===== TEXT SECTION

Pavements: A review

Pavements (Currently in repertoire cinemas check you local listings, streaming on Mubi July 11th 2025) 

Dir Alex Ross Perry (Her Smell, Listen Up Philip

Staring: Joe Keery, Jason Schwartzman, Tim Heidecker, Kathryn Gallagher, Michael Esper, and Zoe Lister-Jones, and as themselves: Stephen Malkmus, Scott 'Spiral Stairs' Kannberg, Mark Ibold, Steve West, and Bob Nastanovich

 

    I was a big fan of Alex Ross Perry’s Her Smell from 2019, with it making my list of one of the best films of the year. What I loved the most about the film is the raw energy Perry captures from the rockstar music scene, and behind the music with a great performance from Elisabeth Moss as Becky Something, a fictional rockstar on a downward spiral that rises from her former self in an attempt at a musical redemption. Having never really done a deep dive into the band Pavement, hearing only their major hitsMajor League” and Spit on a Stranger” in indie sitcoms like How I Met Your Mother or Scrubs, this would be the essential film for me to understand the band. For this is more than a biopicture documentary for Perry, this is an ambitious love letter to the legacy of the band Pavement. The film is broken up into sections that go back and forth including the biopicture being filmed, “Range Life, Slanted! Enchanted!” a musical in production based around their music, a museum of the history and memorabilia of the band, archival footage and documentary footage of the band reuniting for a reunion concert. The spiritual essences of this film would be considered an experimental biopicture concert film, a daunting task for any director, but Perry is ambitious as the band he loves. 

 

When it comes to one of the most influential indie bands from the 90’s, Pavement, Alex Ross Perry had the idea for a straight up musical biopicture, titled Range Life, and a theatrical musical interpretive musical of the band. For Joe Kerry of Stranger Things fame,  it seems that it’s the opportunity of a lifetime to be Frontman Stephen Malkaus. He dives in deep in the role with the help of a dialect coach, even going so far as to getting an open mouth shot of Malkmus’s mouth to see how his pallet was shaped. Kerry explains that the process of the method acting he went through the same way that Austin Butler went through the process for Baz Lurham’s Elvis bio picture, never getting over Malkmus dialect and accent. Adding to Perry’s Pavement film would be the Jukebox Musical in development Slanted! Enchanted!, a musical set to the songs of Pavement, in the vein of the Broadway success of American Idiot, based on the Green Day Album, and Jagged Little Pill , based on the music of Alanis Morissette. For Perry, turning their songs into a musical makes sense because their songs can be transcended easily to a piece of art in a musical theatre experience. Pavement’s songs have a universal theme about human emotions, experiences and feelings. For sure, the dramatic interpretations make for a great story, but how does it reflect on the band’s legacy?

==========
===== DATA SHOWN

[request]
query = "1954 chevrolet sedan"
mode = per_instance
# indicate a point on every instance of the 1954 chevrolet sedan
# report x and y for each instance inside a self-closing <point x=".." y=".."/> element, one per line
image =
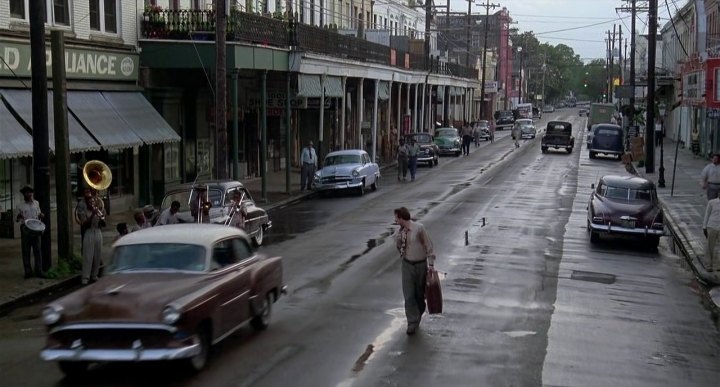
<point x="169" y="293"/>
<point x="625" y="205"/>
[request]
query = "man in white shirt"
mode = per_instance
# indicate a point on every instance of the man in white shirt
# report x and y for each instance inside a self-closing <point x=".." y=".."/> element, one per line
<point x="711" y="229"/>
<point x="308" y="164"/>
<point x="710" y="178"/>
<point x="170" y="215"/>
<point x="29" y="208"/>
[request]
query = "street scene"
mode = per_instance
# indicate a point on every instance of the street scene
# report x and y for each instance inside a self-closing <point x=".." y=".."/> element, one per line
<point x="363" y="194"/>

==========

## STATED TASK 1:
Duplicate every line of the dataset entries on object locations without any changes, leaving the pictures out of your answer.
## STATED TASK 2:
Go on with the review of the film Pavements, picking up after its final sentence.

## TASK OUTPUT 1:
[request]
query = "1954 chevrolet sedan"
mode = per_instance
# indicate a point on every instance of the 1954 chevrolet sedan
# report x and y for each instance inside a self-closing <point x=".." y=".."/> element, one per line
image =
<point x="169" y="293"/>
<point x="625" y="205"/>
[request]
query = "man in white shirt"
mode = per_instance
# indicate a point on every instance of the man in white shirt
# report x and y for each instance inside a self-closing <point x=".." y=".."/> element, one per line
<point x="711" y="229"/>
<point x="308" y="164"/>
<point x="710" y="178"/>
<point x="170" y="215"/>
<point x="29" y="208"/>
[request]
query = "street scene"
mode = per_instance
# indicate a point on every instance of the street scene
# report x and y for each instance inside a self-closing <point x=".." y=".."/> element, one per line
<point x="363" y="194"/>

## TASK OUTPUT 2:
In between these dramatic interpretations of the band's work the film finds itself in a documentary, showcasing archival content and the band rehearsing for the first time in 12 years. In 1999, Pavement would break up only to perform again in 2010. The band would reunite in 2022 giving director Alex Ross Perry access to their rehearsals ahead of their comeback concert.  When the band visits the museum exhibition it turns out to be a reminiscing on the power of their songs, but also the ways the mechanism of the musical industry never understood the band besides waiting for the band to produce the platinum record or the problematic relationship with the media corporation. As well the band gets to see Range Life and Slanted! Enchanted! being made at the same time.  Maybe we can find that statement with one of their iconic song lyrics “I was dressed for success, but success it never comes.” 

 

Through the fictionalized account in Range Life and the archival footage and current documentary footage, Perry gets to the heart of the dynamic of the band. What we also see unbeknownst or known is that the pictures get the dramatization amped up for a more compelling story. Take the mud battle the band went through Lollapalooza 1999 at the fan’s discontent and we see the real archival footage of the band backstage brushing it off. In Range Life it’s set up as a pivotal dramatic moment when Joe Kerry’s Stephen Malkamus expresses his discontent with the audience reacting with the band wanting to split up. Pavements is more than the straight-up musical biopicture that drums up the sensationalism that we see in most musical biographical films; it turns out it’s a deep-felt love letter to the band which at times, may be misunderstood, but left a huge mark on the indie music scene.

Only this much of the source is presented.